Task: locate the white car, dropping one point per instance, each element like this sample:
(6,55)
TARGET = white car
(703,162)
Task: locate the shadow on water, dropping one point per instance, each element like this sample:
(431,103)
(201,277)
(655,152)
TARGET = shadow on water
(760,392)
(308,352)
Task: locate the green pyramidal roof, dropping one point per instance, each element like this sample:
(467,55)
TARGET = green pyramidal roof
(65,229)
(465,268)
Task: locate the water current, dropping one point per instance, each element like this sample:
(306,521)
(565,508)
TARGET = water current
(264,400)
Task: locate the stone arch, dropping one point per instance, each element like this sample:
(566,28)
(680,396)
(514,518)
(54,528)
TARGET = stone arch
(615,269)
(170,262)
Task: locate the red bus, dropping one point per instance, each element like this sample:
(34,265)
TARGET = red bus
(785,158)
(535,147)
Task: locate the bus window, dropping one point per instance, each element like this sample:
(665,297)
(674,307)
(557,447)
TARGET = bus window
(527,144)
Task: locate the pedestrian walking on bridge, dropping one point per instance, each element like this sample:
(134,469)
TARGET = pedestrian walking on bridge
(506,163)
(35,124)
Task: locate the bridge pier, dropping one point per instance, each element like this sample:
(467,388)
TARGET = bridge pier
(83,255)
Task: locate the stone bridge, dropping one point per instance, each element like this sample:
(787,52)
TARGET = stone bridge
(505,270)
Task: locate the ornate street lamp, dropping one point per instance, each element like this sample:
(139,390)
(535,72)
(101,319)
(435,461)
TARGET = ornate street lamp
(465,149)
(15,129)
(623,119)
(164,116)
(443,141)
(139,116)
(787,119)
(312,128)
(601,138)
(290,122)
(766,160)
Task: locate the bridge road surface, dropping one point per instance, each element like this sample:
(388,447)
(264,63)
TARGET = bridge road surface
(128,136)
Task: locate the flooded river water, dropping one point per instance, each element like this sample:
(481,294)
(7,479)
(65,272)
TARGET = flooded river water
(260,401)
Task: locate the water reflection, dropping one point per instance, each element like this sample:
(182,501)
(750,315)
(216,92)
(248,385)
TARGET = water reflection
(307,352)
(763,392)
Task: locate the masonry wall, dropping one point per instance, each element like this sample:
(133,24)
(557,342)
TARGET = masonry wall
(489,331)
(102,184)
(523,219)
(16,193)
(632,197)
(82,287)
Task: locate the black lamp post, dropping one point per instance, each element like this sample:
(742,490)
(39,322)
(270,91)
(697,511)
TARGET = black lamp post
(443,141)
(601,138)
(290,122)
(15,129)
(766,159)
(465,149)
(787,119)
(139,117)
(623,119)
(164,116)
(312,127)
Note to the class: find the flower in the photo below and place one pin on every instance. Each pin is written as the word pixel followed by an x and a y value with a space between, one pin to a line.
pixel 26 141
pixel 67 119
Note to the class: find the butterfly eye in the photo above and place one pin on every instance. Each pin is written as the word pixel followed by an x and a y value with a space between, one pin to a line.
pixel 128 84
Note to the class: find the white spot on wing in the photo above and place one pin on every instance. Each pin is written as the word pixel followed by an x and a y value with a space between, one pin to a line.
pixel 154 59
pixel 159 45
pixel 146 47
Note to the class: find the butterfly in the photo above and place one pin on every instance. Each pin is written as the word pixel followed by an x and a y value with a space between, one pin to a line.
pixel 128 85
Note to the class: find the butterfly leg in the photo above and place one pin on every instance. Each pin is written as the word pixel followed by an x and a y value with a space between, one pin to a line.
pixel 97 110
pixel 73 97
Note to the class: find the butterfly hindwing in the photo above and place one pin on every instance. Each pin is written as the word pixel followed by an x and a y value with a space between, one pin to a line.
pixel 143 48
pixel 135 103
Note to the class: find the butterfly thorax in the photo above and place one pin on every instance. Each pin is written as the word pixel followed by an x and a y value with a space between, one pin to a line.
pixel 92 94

-.-.-

#### Exercise brief
Reproduce all of the records above verbatim, line for line, with nothing added or left out.

#### Answer to this task
Task: locate the white car, dropping one point per instance, each element like this sample:
(6,55)
TARGET = white car
(703,162)
Task: locate the shadow on water, dropping one point per instance, each element like this sample:
(431,103)
(201,277)
(655,152)
TARGET = shadow on water
(760,392)
(308,352)
Task: locate the green pyramidal roof, dropping one point per instance, each element like this sample:
(467,55)
TARGET = green pyramidal roof
(65,229)
(465,268)
Task: locate the water current, dropping one point per instance, each element like this sample:
(306,521)
(565,508)
TARGET = water current
(264,400)
Task: locate the stone arch, dropping one point per instance, each element like this sample:
(566,28)
(680,396)
(514,518)
(54,528)
TARGET = stone arch
(615,269)
(170,262)
Task: locate the red bus, dropping one point per instance, each element like this sample:
(34,265)
TARGET = red bus
(785,158)
(535,147)
Task: locate the bus window, dropping one point per instance, each element like this sample:
(665,297)
(674,307)
(557,447)
TARGET = bus window
(527,144)
Task: locate the pedestrian walking on bridge, dropping one point per instance, each element like this sample:
(134,469)
TARGET = pedestrian walking on bridge
(506,163)
(35,124)
Task: locate the bridge pier, dropping one point per instance, each element like this sample:
(467,388)
TARGET = bridge pier
(83,255)
Task: locate the stone bridge, dropping one point per instance, each element like this sample:
(787,52)
TARGET = stone bridge
(505,270)
Task: locate the ornate street lamp, dropping one point per instance, each element like this sample:
(139,390)
(535,72)
(101,319)
(435,461)
TARGET = ornate street lamp
(465,149)
(15,129)
(623,119)
(164,116)
(443,141)
(139,116)
(787,119)
(312,128)
(601,138)
(290,122)
(766,160)
Task: locate the bridge road surface, dropping one point per instance, each element like this sample:
(388,447)
(264,63)
TARGET = bridge road surface
(128,136)
Task: locate the flooded river water, dropping one point per instance, each element like this sample:
(481,294)
(7,479)
(65,272)
TARGET = flooded river water
(260,401)
Task: locate the water reflection, dropping one point per instance, each element like this sample:
(182,501)
(750,315)
(216,92)
(248,385)
TARGET = water reflection
(307,352)
(763,392)
Task: locate the masonry wall, dropping one point per instance, each element like this sample:
(133,24)
(557,342)
TARGET = masonry wall
(489,331)
(102,184)
(523,219)
(16,193)
(632,197)
(82,287)
Task: locate the black lamp post, dropping one point per instance, each element like this sample:
(742,490)
(39,322)
(270,91)
(697,511)
TARGET = black lamp post
(443,141)
(601,138)
(290,122)
(15,129)
(766,159)
(465,149)
(787,119)
(139,117)
(623,119)
(164,116)
(312,127)
Note to the class: find the flower in the photo below and place one pin on every instance. Each pin is written as the word pixel followed by an x and a y value with a space between, one pin to a line.
pixel 26 141
pixel 67 119
Note to the class: find the butterfly eye in the photo above and place one pin on every instance. Each pin is written as the word pixel followed by an x and a y value with a space between, one pin to a line.
pixel 128 84
Note to the class: find the white spot on wing in the photo above and place one pin on every instance. Each pin is written as the word pixel followed by an x and a y value with a space between, one pin to a line.
pixel 154 59
pixel 159 45
pixel 146 47
Note to the class: find the butterfly in the photo above and place one pin on every instance. Each pin is written as the word pixel followed by an x and a y value with a space between, one pin to a line.
pixel 128 85
Note to the class: find the butterfly leg in the photo above and place one pin on every instance. Each pin is written as the word pixel followed by an x and a y value with a space between, one pin to a line.
pixel 97 110
pixel 73 97
Note to the class: find the butterfly hindwing in the photo above and place one pin on every instance. Each pin is written as the word pixel followed by an x and a y value with a space between, one pin to a line.
pixel 143 48
pixel 135 103
Note to the class: find the butterfly thorax in the photo above and place one pin on every instance. Each pin is written as the word pixel followed by an x and a y value with a space between, one pin to a line.
pixel 92 94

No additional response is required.